▶ Dataset
◆ ◆ ◆ ◆

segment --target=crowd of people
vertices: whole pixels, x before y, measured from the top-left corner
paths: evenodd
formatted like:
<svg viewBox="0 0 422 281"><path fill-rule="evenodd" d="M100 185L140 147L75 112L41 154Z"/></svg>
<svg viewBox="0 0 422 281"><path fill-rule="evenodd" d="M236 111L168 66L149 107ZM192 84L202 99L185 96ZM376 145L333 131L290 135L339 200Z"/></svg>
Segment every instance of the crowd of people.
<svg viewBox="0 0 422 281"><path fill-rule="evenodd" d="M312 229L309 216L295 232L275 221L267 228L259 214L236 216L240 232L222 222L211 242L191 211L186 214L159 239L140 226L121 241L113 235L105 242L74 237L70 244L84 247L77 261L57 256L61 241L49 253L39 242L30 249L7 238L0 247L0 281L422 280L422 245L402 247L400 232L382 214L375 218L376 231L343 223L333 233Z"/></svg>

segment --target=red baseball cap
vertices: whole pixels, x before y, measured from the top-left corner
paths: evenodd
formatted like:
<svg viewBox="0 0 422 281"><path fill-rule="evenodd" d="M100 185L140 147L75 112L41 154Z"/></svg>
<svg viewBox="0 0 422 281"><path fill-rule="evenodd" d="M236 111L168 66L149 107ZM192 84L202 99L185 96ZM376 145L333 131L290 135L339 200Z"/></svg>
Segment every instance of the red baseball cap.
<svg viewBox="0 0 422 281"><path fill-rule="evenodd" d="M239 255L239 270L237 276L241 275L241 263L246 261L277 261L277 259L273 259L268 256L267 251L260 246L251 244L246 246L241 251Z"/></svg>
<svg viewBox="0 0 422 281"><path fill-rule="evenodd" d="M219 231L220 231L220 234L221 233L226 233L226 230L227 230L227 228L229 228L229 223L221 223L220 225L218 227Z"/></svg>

◆ ◆ ◆ ◆

▶ Problem requirements
Render every line of the rows above as a numbered list, skipping any blank lines.

▶ Answer to this task
1. segment --target=crowd of people
2. vertices: whole pixels, x before y, measured from the top-left corner
3. paths: evenodd
4. formatted like:
5. <svg viewBox="0 0 422 281"><path fill-rule="evenodd" d="M100 185L140 147L75 112L41 154Z"/></svg>
6. <svg viewBox="0 0 422 281"><path fill-rule="evenodd" d="M236 111L168 66L149 107ZM192 84L202 99L185 96ZM376 145L333 131L290 135L339 200Z"/></svg>
7. Segment every instance of the crowd of people.
8. <svg viewBox="0 0 422 281"><path fill-rule="evenodd" d="M312 229L309 216L295 232L275 221L267 228L259 214L236 216L240 232L222 222L211 242L191 211L186 214L159 239L140 226L121 241L113 235L105 242L74 237L70 244L84 247L77 261L57 256L61 241L49 253L39 242L30 249L7 238L0 247L0 281L422 280L422 245L402 247L400 232L382 214L375 218L376 231L343 223L333 233Z"/></svg>
9. segment --target=red baseball cap
10. vertices: whole pixels, x before y, measured from the top-left corner
11. paths: evenodd
12. formatted like:
13. <svg viewBox="0 0 422 281"><path fill-rule="evenodd" d="M100 185L140 147L75 112L41 154Z"/></svg>
14. <svg viewBox="0 0 422 281"><path fill-rule="evenodd" d="M236 111L168 66L149 107ZM192 84L202 99L185 96ZM376 145L333 131L290 135L339 200Z"/></svg>
15. Segment every instance of the red baseball cap.
16. <svg viewBox="0 0 422 281"><path fill-rule="evenodd" d="M239 255L239 270L237 276L241 275L241 263L246 261L277 261L277 259L273 259L268 256L267 251L260 246L251 244L246 246L241 251Z"/></svg>
17. <svg viewBox="0 0 422 281"><path fill-rule="evenodd" d="M219 231L220 231L220 234L221 233L226 233L226 230L227 230L227 228L229 228L229 223L221 223L220 225L218 227Z"/></svg>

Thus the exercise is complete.